▸ PROBLEM STATEMENT: Only the lines from the beginning of the data below through the line that contains "400L800 431L820 442L829" should be repeated, exactly as written.

▸ DATA:
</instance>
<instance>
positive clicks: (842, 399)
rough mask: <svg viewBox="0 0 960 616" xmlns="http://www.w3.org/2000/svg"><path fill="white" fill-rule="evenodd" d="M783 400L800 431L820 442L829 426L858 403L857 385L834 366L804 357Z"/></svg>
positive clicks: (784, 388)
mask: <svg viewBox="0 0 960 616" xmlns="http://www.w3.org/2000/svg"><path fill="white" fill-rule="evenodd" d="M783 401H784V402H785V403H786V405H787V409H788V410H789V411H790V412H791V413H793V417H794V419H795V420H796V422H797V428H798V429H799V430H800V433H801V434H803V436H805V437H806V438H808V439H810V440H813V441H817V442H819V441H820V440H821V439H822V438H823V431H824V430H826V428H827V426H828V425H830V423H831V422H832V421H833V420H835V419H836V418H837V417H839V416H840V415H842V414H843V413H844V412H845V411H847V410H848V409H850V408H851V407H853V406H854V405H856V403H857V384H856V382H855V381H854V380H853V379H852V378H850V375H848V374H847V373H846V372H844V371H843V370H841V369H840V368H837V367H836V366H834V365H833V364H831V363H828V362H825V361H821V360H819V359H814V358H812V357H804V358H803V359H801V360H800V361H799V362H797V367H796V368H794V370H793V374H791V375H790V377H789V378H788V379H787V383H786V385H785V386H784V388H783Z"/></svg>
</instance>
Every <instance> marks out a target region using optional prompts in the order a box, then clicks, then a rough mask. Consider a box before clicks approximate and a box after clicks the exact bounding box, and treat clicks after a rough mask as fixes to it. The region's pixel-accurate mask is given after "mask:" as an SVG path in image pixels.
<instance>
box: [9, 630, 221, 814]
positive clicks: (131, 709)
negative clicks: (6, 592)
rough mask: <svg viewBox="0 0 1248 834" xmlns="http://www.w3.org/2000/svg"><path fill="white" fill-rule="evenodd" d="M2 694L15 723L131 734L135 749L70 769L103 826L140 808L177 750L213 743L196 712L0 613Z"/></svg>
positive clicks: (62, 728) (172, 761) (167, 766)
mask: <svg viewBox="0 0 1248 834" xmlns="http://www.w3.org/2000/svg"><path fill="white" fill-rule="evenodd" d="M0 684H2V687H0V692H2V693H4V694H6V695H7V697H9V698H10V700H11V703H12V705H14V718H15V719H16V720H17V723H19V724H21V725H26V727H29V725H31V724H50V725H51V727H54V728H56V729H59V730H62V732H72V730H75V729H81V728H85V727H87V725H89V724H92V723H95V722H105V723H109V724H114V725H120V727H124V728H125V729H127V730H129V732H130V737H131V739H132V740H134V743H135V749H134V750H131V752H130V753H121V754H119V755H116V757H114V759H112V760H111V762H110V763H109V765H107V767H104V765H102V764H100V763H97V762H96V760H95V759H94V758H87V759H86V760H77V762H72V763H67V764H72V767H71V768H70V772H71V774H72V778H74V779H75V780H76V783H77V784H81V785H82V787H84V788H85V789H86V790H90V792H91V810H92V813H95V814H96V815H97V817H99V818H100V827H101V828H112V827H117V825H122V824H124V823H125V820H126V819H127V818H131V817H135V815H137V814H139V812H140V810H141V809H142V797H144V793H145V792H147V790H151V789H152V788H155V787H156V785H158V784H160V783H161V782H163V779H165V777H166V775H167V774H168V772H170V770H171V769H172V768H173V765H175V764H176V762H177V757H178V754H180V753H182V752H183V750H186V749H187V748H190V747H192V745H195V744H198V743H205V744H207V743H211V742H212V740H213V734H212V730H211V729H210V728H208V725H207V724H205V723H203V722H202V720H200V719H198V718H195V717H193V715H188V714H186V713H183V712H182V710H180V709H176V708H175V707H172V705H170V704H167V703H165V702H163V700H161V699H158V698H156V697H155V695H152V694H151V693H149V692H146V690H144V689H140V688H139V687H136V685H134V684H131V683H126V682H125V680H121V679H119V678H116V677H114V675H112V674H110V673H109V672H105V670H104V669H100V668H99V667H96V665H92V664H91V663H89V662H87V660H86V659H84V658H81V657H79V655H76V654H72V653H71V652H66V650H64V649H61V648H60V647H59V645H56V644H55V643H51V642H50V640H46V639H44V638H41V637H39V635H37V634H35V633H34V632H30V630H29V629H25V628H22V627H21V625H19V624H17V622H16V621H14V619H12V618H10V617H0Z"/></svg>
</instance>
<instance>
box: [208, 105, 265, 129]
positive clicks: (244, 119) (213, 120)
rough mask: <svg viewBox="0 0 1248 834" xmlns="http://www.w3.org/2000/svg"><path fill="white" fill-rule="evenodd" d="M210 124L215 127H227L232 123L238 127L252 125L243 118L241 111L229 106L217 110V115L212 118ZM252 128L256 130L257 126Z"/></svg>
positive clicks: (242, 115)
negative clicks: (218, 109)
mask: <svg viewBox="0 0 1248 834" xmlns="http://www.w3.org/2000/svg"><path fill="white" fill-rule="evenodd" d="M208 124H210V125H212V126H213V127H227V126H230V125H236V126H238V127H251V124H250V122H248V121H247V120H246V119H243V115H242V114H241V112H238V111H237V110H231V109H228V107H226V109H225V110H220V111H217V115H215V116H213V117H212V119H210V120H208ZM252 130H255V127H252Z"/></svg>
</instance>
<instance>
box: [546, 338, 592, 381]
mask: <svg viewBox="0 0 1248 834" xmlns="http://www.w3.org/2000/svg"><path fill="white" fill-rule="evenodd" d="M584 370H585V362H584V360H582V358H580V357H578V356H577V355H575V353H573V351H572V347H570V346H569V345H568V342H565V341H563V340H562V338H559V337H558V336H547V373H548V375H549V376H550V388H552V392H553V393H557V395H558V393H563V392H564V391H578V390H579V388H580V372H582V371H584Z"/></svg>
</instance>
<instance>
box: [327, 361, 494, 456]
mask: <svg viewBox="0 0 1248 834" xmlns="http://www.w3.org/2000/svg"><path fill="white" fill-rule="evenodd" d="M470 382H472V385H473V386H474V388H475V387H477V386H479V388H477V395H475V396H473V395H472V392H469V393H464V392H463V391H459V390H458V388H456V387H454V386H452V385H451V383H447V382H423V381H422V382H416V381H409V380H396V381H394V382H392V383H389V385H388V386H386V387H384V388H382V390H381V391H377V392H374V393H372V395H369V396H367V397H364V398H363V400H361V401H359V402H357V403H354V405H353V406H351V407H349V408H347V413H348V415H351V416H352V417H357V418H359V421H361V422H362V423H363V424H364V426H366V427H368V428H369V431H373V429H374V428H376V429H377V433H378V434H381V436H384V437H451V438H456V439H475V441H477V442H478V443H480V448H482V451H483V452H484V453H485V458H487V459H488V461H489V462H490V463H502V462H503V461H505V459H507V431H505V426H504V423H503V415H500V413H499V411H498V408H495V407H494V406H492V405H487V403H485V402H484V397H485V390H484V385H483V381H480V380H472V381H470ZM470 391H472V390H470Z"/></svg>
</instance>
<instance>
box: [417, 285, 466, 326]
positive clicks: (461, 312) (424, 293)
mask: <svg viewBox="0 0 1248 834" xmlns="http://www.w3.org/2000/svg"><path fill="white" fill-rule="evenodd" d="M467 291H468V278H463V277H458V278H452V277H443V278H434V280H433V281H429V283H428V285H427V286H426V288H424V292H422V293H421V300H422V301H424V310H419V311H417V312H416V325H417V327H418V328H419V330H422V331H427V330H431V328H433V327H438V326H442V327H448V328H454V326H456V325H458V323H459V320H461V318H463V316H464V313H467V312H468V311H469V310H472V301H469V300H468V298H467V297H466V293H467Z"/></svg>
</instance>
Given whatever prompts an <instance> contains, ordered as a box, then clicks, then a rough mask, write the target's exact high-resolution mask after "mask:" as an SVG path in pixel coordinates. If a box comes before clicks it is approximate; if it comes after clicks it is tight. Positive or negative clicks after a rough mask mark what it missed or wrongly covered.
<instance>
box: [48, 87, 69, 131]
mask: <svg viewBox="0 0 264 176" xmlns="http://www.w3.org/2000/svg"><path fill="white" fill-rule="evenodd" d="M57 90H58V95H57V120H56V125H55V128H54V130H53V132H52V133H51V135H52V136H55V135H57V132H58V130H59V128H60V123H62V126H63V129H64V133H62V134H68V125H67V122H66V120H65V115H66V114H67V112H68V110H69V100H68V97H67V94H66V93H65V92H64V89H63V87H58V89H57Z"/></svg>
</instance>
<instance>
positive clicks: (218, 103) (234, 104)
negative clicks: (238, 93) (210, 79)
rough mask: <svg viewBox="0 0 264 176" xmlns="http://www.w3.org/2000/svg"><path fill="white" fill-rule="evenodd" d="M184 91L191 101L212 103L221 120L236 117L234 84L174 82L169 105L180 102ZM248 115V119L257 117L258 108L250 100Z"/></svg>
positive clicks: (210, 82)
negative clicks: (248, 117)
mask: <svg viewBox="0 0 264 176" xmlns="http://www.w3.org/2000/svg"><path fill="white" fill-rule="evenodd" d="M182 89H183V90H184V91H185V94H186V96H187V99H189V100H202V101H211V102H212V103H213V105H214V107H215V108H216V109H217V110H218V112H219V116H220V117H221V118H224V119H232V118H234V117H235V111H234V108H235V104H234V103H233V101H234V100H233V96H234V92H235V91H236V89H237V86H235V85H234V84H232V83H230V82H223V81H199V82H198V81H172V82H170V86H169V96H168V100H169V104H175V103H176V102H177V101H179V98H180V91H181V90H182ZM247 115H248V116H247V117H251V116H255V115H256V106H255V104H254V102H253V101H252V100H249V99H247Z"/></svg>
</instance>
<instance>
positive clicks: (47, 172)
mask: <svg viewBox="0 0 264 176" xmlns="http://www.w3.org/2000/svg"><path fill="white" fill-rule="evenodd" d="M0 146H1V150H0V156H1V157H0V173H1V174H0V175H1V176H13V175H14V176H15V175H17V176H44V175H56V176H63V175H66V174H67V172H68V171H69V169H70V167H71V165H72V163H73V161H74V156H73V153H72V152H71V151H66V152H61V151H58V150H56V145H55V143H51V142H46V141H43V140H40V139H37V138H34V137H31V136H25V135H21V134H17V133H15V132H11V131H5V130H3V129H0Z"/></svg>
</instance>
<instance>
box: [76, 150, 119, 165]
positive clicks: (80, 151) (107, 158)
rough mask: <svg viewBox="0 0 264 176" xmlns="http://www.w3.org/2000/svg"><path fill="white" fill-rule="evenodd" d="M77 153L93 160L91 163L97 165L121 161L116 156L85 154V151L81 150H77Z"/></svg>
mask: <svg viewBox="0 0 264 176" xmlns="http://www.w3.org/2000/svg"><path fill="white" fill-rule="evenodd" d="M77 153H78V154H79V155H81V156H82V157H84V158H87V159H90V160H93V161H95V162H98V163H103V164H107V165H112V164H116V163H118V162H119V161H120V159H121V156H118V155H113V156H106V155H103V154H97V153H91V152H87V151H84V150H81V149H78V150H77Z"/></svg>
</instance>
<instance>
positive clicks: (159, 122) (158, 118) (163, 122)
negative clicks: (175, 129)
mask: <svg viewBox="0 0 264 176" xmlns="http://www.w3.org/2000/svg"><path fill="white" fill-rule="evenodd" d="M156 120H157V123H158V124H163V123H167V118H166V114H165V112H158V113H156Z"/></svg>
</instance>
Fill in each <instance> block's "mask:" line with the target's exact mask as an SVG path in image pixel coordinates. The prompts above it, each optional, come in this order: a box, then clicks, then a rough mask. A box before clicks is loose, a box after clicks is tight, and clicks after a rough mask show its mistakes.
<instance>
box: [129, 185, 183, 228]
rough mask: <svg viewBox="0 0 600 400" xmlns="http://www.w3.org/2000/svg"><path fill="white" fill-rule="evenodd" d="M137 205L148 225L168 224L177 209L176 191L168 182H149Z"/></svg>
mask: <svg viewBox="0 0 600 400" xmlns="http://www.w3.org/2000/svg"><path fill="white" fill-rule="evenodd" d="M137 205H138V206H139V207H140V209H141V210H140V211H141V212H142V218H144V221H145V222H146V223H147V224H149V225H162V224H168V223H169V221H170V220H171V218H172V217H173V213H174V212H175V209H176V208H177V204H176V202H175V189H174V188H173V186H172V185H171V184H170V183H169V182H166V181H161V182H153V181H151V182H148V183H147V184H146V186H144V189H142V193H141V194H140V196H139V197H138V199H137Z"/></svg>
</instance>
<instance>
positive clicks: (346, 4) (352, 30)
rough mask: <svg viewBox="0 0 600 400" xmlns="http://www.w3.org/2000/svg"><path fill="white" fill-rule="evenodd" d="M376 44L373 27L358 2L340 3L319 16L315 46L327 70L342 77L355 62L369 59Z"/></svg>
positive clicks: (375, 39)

▸ YOUR RESPONSE:
</instance>
<instance>
positive clicks: (842, 399)
rough mask: <svg viewBox="0 0 960 616" xmlns="http://www.w3.org/2000/svg"><path fill="white" fill-rule="evenodd" d="M783 400L800 431L820 442L829 426L858 403L857 385L834 366L804 357Z"/></svg>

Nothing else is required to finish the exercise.